Material to process Start Marker

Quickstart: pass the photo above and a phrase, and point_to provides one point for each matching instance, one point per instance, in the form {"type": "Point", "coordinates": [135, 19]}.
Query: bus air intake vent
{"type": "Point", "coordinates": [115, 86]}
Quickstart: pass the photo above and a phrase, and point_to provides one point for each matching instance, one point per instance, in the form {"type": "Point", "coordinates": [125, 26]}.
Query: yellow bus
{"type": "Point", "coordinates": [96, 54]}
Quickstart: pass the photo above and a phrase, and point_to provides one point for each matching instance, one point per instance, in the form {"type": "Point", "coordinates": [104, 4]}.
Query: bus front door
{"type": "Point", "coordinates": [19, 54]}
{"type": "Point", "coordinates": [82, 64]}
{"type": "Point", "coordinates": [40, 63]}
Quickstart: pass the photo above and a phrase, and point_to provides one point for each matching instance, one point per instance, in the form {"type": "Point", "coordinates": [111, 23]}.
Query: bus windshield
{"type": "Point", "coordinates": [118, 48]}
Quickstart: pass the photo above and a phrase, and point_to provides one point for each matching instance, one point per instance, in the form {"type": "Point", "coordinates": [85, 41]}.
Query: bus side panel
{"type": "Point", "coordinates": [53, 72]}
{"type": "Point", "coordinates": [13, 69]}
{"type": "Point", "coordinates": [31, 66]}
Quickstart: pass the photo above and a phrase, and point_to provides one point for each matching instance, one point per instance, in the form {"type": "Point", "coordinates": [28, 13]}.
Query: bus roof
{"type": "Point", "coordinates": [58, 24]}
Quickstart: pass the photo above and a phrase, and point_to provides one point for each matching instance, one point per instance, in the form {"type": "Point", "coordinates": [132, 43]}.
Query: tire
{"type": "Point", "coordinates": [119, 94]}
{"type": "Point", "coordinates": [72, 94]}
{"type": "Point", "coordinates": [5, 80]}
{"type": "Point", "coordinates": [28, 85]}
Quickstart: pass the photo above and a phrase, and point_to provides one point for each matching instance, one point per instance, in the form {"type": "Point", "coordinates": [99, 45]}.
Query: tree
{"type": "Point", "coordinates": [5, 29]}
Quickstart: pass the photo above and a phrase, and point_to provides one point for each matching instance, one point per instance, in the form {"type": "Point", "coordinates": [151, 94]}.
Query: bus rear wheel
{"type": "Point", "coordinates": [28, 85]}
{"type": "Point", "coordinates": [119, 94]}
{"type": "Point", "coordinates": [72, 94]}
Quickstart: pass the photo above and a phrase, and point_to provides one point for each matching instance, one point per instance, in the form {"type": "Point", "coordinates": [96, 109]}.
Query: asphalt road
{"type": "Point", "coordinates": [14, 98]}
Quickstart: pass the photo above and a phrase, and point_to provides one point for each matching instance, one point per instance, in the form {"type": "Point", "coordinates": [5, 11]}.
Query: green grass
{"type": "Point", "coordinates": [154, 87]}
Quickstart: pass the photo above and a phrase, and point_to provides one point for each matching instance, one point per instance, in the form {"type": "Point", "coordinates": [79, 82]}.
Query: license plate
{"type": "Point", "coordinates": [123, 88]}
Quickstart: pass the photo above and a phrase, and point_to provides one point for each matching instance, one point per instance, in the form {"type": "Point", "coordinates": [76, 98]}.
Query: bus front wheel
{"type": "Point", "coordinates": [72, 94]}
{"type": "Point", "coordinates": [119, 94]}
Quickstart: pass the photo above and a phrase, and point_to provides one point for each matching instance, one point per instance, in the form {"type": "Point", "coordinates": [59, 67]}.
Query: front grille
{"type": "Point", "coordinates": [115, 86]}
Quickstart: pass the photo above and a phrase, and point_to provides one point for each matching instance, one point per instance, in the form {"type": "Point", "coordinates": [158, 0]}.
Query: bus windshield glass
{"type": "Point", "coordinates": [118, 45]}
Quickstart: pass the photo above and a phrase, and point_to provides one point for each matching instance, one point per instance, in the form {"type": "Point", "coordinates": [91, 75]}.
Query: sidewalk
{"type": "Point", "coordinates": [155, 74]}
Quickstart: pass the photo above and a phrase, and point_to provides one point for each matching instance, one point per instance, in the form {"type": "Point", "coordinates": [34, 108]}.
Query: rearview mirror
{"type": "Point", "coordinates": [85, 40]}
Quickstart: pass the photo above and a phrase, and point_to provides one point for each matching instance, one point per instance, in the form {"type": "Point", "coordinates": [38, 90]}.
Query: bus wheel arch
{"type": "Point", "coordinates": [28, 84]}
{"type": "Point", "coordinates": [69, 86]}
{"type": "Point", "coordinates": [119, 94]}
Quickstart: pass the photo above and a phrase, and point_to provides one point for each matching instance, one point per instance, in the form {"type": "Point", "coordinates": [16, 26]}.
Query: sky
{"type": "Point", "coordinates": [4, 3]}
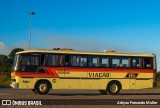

Material to process End Marker

## Work task
What is wanted is a verbatim transcription of every record above, pictures excluded.

## Solved problem
Quickstart: pass the photo above and a phrase, and point_to provides one point for each matching instance, one point per instance, in the form {"type": "Point", "coordinates": [135, 19]}.
Query: bus air intake vent
{"type": "Point", "coordinates": [115, 86]}
Quickstart: pass the photo above and a phrase, and point_to provides one point for each matching instance, one point per instance, in the form {"type": "Point", "coordinates": [125, 26]}.
Query: yellow bus
{"type": "Point", "coordinates": [96, 54]}
Quickstart: pass the photo above and a phrase, and point_to provides one point for each matching instance, one point per instance, in the form {"type": "Point", "coordinates": [104, 4]}.
Query: bus front door
{"type": "Point", "coordinates": [19, 54]}
{"type": "Point", "coordinates": [82, 64]}
{"type": "Point", "coordinates": [40, 63]}
Quickstart: pass the photo above and a phrase, and point_to provides one point for each matching instance, one point per instance, in the form {"type": "Point", "coordinates": [111, 23]}.
Query: bus windshield
{"type": "Point", "coordinates": [118, 48]}
Quickstart: pass the photo above and a phrase, and point_to provides one point for each matching instance, one point per instance, in the form {"type": "Point", "coordinates": [85, 41]}.
Query: bus side panel
{"type": "Point", "coordinates": [53, 72]}
{"type": "Point", "coordinates": [13, 69]}
{"type": "Point", "coordinates": [31, 66]}
Quickstart: pass the photo above and a phrase, and point_to provides one point for each matching instance, one point per instance, in the form {"type": "Point", "coordinates": [28, 13]}.
Query: bus roof
{"type": "Point", "coordinates": [58, 24]}
Quickstart: pass the photo above and a phrase, and point_to provides one point for each matching instance, one point per instance, in the form {"type": "Point", "coordinates": [132, 43]}.
Query: tire
{"type": "Point", "coordinates": [119, 94]}
{"type": "Point", "coordinates": [72, 94]}
{"type": "Point", "coordinates": [5, 80]}
{"type": "Point", "coordinates": [28, 85]}
Quickstart: pass the photo above and a phrase, and point_to provides one point for each matching instance, one point per instance, in the form {"type": "Point", "coordinates": [99, 45]}.
Query: tree
{"type": "Point", "coordinates": [5, 29]}
Quickstart: pass the photo above and a phrase, and point_to provides one point for each matching instance, one point per instance, in the form {"type": "Point", "coordinates": [151, 94]}.
Query: bus rear wheel
{"type": "Point", "coordinates": [28, 85]}
{"type": "Point", "coordinates": [119, 94]}
{"type": "Point", "coordinates": [72, 94]}
Quickstart: pass the photo above and a phrase, and point_to provides one point for each matching instance, one point per instance, in the form {"type": "Point", "coordinates": [96, 109]}.
Query: asphalt road
{"type": "Point", "coordinates": [14, 98]}
Quickstart: pass the photo above and a phrase, and point_to provides one point for each matching instance, one point per instance, in the form {"type": "Point", "coordinates": [5, 11]}.
Query: green grass
{"type": "Point", "coordinates": [154, 87]}
Quickstart: pass the photo above and a phrase, and point_to provides one point for each matching instance, one point per instance, in the form {"type": "Point", "coordinates": [79, 82]}.
Query: license plate
{"type": "Point", "coordinates": [123, 88]}
Quickstart: pass the photo above and a phrase, and point_to provides one point for each matching instance, one point per instance, in the form {"type": "Point", "coordinates": [76, 98]}.
Query: bus front wheel
{"type": "Point", "coordinates": [72, 94]}
{"type": "Point", "coordinates": [119, 94]}
Quickstart: pass the photo above and a phrase, and point_to provides one point for each matching instance, one point per instance, in the form {"type": "Point", "coordinates": [59, 67]}.
Query: front grille
{"type": "Point", "coordinates": [115, 86]}
Quickstart: pass the photo above and a phrase, and point_to provides one point for each matching instance, one point per instance, in the form {"type": "Point", "coordinates": [158, 0]}.
Query: bus windshield glass
{"type": "Point", "coordinates": [118, 45]}
Quickstart: pass the photo above and a phrase, and point_to provides one point for each matching instance, one point per instance, in the form {"type": "Point", "coordinates": [91, 75]}.
Query: sidewalk
{"type": "Point", "coordinates": [155, 74]}
Quickstart: pass the photo above and a phrase, and point_to provides one point for each matching instance, one point per instance, in the form {"type": "Point", "coordinates": [34, 108]}.
Query: rearview mirror
{"type": "Point", "coordinates": [85, 40]}
Quickstart: pass the photo above and a phrase, and point_to provides one point for each matching instance, one point per instance, in the form {"type": "Point", "coordinates": [38, 90]}.
Query: bus wheel arch
{"type": "Point", "coordinates": [28, 84]}
{"type": "Point", "coordinates": [69, 86]}
{"type": "Point", "coordinates": [119, 94]}
Quickstart: pass the photo above and a phrase, and point_to provides one point for each matching instance, one point per instance, in the form {"type": "Point", "coordinates": [16, 26]}.
Query: sky
{"type": "Point", "coordinates": [4, 3]}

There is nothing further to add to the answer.